Data for processing>
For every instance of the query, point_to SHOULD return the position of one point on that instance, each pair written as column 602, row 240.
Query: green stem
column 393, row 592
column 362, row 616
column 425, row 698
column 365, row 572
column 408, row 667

Problem>
Output every line of the material above as a Markdown table, skipping any blank lines, with the columns Row and Line holding the line's number and its text.

Result of the task>
| Row | Line |
|---|---|
| 1 | For every instance of the query, point_to SHOULD return the position of one point on that instance, each pair written as column 602, row 240. |
| 2 | Query: green stem |
| 3 | column 393, row 592 |
| 4 | column 362, row 616 |
| 5 | column 425, row 698 |
| 6 | column 365, row 572 |
| 7 | column 408, row 667 |